**EXPLORE THE MATERIAL**
• A. In the article on shark-detecting buoys, why do scientists or contractors fit a caught shark with two direction-finding tags?
• B. In the article on Panasonic batteries in shark buoys, rewrite the passage between "Vendors and engineers" and "blood pressure monitors.", inclusive, replacing "smoke detectors" with "fire alarms".

**EXTRACT PROVIDED**
Due to their high reliability, Panasonic batteries are often used in safety-related applications – but until the present time not in a solution that keeps the public safe from sharks. That all changed when the Australian government commissioned the Spanish company Marine Instruments to supply special solar buoys as part of a shark management strategy launched in 2015. Marine Instruments developed a GPS buoy for the detection and mitigation of sharks along the NSW coastline. Panasonic batteries in each buoy ensure that the solution is reliable and has a long life.
SMART drumlines consist of a bait and a solar-powered satellite buoy. If a shark takes the bait, the solar buoy is activated by the resulting pressure on the line, which immediately sends an alert with its exact GPS position to the responsible authority. This information is transmitted by e-mail, SMS and telephone call. Within just 15 minutes, the scientists or contractors travel to the buoy and fit the animal with two direction-finding tags in order to be able to follow it in the future. As soon as a new shark is marked, the information will be made available to the public via an app called "Shark Smart" and a Twitter feed. So if you want to get into the water, you can find out in real time about the presence and activities of the sharks in the area via the app or the Twitter feed. There are currently 100 SMART drumlines in use along the 1300 km coastline of New South Wales. Solar buoys play a crucial role in this, as they provide real-time warning when a shark is caught. The buoys are developed and manufactured by Marine Instruments, a young and innovative company based in Nigrán, Spain. The company specializes in high-quality tracking and remote monitoring products for harsh marine environments and sustainable fishing.
Marine Instruments then developed the Mli-S – an adaptation of the M3i, the company's best-selling buoy originally developed for tuna fishing. The Mli-S consists of a satellite transceiver with iridium communication, GPS, a magnetic on/off switch and a redundant power supply system. The latter is crucial for the reliability of the entire solution. Under normal conditions, the buoy is operated by solar cells and excess energy is stored in Nickel-Metal Hydride (NiMH) batteries. A buoy contains a total of 10 NiMH and 16 Alkaline batteries from Panasonic. While the Alkaline batteries have been supplied by Panasonic since the beginning of production, Marine Instruments initially used a competitor's NiMH batteries. Finally, the company switched to Panasonic because they were very satisfied with the performance of the NiMH batteries. Marine Instruments now uses Panasonic batteries across the entire range - from satellite buoys for tuna fishing to radio buoys for longline fishing.
Vendors and engineers from Panasonic assisted the developers of Marine Instruments in selecting the right battery types for the application. It was important to ensure that the batteries met the high demands for reliability and long-term use. Due to their high reliability, the Alkaline batteries are not only ideal for use in buoys, but also in safety-related applications such as smoke detectors or blood pressure monitors.

**INFORMATION SHOWN**
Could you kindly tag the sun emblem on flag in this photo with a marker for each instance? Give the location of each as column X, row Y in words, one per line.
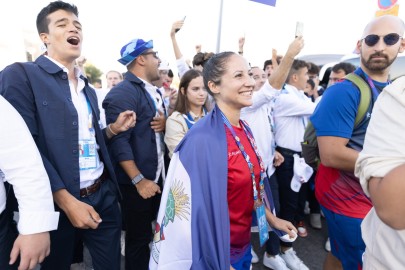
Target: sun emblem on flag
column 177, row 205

**ANSWERS TO THE EXERCISE**
• A. They fit the tags so that the shark can be followed in the future.

• B.
Vendors and engineers from Panasonic assisted the developers of Marine Instruments in selecting the right battery types for the application. It was important to ensure that the batteries met the high demands for reliability and long-term use. Due to their high reliability, the Alkaline batteries are not only ideal for use in buoys, but also in safety-related applications such as fire alarms or blood pressure monitors.